(Dataset entries)
= Beginning of Section =
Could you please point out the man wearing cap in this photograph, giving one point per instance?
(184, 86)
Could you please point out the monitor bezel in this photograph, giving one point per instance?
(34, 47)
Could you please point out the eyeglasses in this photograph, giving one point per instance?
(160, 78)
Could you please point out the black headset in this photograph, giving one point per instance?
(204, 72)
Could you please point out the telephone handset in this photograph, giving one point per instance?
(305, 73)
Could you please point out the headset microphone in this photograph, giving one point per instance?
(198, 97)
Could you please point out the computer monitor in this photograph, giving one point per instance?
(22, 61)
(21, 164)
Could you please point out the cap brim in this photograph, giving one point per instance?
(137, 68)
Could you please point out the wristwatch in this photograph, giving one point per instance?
= End of Section =
* TASK TO COMPLETE *
Your answer should be every entry above, repeated exactly.

* ANSWER *
Could you please point out the man wearing cap in this photograph, giving one point per instance?
(184, 86)
Could you please point out the monitor bezel in this photograph, giving one point per instance?
(34, 47)
Could you please point out the eyeglasses in this photograph, giving one point per instance?
(160, 78)
Could you please point out the black headset in this photograph, giving one point per instance?
(204, 72)
Could you please point out the telephone handset in this photograph, giving one point per instance?
(305, 73)
Could you please point out the headset microphone in this photograph, giving one point per instance?
(198, 97)
Could you please point out the computer monitor in this photograph, giving one point per instance?
(22, 61)
(21, 164)
Could you please point out the cap brim in this photograph, giving one point per instance?
(137, 68)
Could you please point out the wristwatch in this photograph, giving one point per instance?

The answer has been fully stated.